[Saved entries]
** Begin **

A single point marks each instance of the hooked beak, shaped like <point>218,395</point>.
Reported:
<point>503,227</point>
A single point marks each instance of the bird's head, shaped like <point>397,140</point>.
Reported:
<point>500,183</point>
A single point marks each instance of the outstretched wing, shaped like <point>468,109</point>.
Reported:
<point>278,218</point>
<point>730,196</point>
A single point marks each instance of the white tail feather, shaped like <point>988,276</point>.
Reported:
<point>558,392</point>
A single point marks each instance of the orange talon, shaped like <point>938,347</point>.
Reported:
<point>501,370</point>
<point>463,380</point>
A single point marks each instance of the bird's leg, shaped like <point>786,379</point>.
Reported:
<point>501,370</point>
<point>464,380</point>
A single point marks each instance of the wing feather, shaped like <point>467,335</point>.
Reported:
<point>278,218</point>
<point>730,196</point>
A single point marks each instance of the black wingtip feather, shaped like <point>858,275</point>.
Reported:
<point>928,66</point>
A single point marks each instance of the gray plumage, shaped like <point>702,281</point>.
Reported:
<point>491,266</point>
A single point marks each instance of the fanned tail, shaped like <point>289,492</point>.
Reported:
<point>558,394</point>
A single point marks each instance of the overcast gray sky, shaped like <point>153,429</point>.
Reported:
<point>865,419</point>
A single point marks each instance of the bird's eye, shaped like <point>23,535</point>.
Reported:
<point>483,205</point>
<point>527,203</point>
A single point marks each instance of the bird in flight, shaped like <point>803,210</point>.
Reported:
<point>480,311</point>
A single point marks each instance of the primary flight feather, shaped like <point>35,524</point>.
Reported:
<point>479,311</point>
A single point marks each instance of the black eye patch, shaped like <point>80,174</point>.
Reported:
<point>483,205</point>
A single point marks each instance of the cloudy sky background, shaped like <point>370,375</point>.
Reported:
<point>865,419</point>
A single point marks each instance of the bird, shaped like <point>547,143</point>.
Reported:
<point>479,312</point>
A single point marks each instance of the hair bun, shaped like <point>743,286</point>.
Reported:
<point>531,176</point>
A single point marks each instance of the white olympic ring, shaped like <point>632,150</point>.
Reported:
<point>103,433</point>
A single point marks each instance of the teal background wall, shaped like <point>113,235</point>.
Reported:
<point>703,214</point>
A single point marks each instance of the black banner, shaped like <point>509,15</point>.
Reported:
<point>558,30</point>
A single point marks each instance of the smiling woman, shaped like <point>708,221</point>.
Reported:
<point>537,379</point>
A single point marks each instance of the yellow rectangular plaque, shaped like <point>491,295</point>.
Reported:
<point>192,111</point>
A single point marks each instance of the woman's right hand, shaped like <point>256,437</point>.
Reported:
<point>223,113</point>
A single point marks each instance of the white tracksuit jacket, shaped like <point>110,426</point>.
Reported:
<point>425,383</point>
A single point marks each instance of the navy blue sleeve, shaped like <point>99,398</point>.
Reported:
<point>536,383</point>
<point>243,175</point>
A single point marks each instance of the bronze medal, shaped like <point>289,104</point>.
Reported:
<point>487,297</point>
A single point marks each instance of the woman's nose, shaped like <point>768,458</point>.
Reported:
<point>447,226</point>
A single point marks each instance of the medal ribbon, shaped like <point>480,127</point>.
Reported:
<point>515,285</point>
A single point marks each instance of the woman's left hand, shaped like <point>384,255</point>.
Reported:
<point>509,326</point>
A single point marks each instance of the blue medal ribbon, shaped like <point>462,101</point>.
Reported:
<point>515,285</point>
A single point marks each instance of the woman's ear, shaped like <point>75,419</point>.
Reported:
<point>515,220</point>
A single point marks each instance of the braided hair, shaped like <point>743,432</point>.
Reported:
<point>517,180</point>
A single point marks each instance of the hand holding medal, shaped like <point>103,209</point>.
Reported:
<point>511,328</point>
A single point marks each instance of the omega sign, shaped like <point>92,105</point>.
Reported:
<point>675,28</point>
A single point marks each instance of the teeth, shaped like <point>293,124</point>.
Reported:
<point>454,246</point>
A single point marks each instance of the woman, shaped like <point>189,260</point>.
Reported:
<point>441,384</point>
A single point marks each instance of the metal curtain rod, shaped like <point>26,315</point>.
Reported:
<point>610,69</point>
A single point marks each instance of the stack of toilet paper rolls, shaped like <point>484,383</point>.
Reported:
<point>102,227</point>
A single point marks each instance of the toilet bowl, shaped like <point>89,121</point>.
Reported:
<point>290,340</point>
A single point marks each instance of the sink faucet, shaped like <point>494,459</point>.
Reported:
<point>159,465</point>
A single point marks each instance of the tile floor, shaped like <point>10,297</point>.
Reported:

** End **

**Written instruction:**
Swap "hooked beak" for "curved beak" in the lines from the first line through the line holding "<point>500,183</point>", inclusive. Give those lines again with nothing else changed.

**The result:**
A single point marks each instance of the curved beak, shaped like <point>218,395</point>.
Reported:
<point>503,227</point>
A single point marks each instance of the bird's head, shaped like <point>397,140</point>.
Reported:
<point>500,183</point>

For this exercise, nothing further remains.